The problem »
Give the entries again, precisely as they were written.

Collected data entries
↓↓↓

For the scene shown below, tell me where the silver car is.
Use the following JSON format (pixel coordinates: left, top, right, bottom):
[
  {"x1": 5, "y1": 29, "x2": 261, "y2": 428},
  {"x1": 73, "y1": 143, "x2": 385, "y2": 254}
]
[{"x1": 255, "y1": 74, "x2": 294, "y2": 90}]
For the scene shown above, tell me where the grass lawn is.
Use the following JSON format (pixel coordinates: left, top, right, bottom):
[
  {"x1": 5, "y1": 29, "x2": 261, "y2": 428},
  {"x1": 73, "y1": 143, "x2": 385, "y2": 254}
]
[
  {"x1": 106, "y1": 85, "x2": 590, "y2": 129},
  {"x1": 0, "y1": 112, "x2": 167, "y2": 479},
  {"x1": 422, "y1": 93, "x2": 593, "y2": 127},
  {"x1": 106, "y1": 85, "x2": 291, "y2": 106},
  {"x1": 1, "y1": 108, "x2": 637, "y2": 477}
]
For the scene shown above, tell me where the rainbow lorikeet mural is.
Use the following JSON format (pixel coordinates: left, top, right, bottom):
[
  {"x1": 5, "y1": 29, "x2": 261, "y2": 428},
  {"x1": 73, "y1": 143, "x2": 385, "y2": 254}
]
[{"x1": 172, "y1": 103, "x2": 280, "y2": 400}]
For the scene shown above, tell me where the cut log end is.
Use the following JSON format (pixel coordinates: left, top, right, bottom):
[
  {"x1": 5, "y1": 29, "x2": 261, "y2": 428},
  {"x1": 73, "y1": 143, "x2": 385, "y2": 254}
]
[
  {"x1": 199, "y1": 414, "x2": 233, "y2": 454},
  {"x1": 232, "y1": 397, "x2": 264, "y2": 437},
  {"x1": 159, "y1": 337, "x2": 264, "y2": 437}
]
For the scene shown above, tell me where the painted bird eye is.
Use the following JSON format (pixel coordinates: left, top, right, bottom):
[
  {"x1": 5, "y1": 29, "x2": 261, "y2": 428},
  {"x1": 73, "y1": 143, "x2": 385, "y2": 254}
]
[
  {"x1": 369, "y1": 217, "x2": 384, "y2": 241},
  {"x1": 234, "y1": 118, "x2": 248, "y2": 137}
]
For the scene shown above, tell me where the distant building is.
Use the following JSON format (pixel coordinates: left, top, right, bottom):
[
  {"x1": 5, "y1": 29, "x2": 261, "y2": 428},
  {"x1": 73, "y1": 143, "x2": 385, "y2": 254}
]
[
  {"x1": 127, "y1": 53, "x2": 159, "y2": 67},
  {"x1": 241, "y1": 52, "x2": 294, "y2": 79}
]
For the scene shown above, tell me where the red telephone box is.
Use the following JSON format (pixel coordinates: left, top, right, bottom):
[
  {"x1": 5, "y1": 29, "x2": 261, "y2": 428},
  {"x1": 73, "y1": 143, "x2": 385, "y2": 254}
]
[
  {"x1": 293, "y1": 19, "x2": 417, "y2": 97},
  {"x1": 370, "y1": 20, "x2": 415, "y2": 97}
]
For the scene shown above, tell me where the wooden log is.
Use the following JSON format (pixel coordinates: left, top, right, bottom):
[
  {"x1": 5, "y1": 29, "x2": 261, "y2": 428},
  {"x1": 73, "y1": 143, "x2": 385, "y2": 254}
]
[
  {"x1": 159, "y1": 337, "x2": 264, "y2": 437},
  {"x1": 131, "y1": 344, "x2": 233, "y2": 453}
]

↑↑↑

Output of the exercise »
For the scene shown below, tell me where the silver car is.
Use the following JSON format (pixel coordinates: left, top, right, bottom):
[
  {"x1": 5, "y1": 29, "x2": 261, "y2": 428},
  {"x1": 73, "y1": 143, "x2": 385, "y2": 254}
]
[{"x1": 255, "y1": 74, "x2": 294, "y2": 90}]
For the scene shown above, tell me where the grass lawn is.
Use the following JSON format (pixel coordinates: left, top, right, bottom):
[
  {"x1": 5, "y1": 29, "x2": 261, "y2": 428},
  {"x1": 73, "y1": 143, "x2": 385, "y2": 254}
]
[
  {"x1": 106, "y1": 85, "x2": 590, "y2": 129},
  {"x1": 0, "y1": 112, "x2": 167, "y2": 479},
  {"x1": 422, "y1": 93, "x2": 593, "y2": 127},
  {"x1": 106, "y1": 85, "x2": 291, "y2": 106},
  {"x1": 1, "y1": 108, "x2": 637, "y2": 477}
]
For the scene shown above, tell me where the rainbow lorikeet mural is.
Use the following JSON format (pixel coordinates: left, top, right, bottom):
[
  {"x1": 5, "y1": 29, "x2": 261, "y2": 428},
  {"x1": 73, "y1": 143, "x2": 385, "y2": 254}
]
[{"x1": 172, "y1": 103, "x2": 280, "y2": 400}]
For the scene shown above, tell me where the cut log end is.
Use the following JSON format (pixel coordinates: left, top, right, bottom):
[
  {"x1": 5, "y1": 29, "x2": 261, "y2": 428},
  {"x1": 73, "y1": 143, "x2": 385, "y2": 254}
]
[
  {"x1": 199, "y1": 414, "x2": 233, "y2": 454},
  {"x1": 232, "y1": 397, "x2": 264, "y2": 437},
  {"x1": 159, "y1": 337, "x2": 264, "y2": 437}
]
For the scene shown above, tell me where the painted bird eye is.
Use the following JSON format (pixel coordinates: left, top, right, bottom):
[
  {"x1": 5, "y1": 29, "x2": 261, "y2": 428},
  {"x1": 73, "y1": 143, "x2": 385, "y2": 254}
]
[
  {"x1": 369, "y1": 217, "x2": 384, "y2": 241},
  {"x1": 234, "y1": 118, "x2": 248, "y2": 137}
]
For the scene shown above, tell me where the distant building is.
Use the following JSON format (pixel coordinates: left, top, right, bottom):
[
  {"x1": 5, "y1": 29, "x2": 261, "y2": 428},
  {"x1": 73, "y1": 143, "x2": 385, "y2": 254}
]
[
  {"x1": 127, "y1": 53, "x2": 159, "y2": 67},
  {"x1": 241, "y1": 52, "x2": 294, "y2": 79}
]
For the scene shown above, tell me where the red telephone box is.
Use the following JSON format (pixel coordinates: left, top, right, bottom):
[
  {"x1": 5, "y1": 29, "x2": 261, "y2": 428},
  {"x1": 73, "y1": 143, "x2": 385, "y2": 254}
]
[
  {"x1": 293, "y1": 19, "x2": 417, "y2": 97},
  {"x1": 370, "y1": 20, "x2": 415, "y2": 97}
]
For the scene shown above, tell me where the wooden log is.
Use the following JSON format (pixel coordinates: left, top, right, bottom):
[
  {"x1": 5, "y1": 29, "x2": 261, "y2": 428},
  {"x1": 73, "y1": 143, "x2": 385, "y2": 254}
]
[
  {"x1": 159, "y1": 337, "x2": 264, "y2": 437},
  {"x1": 131, "y1": 344, "x2": 233, "y2": 453}
]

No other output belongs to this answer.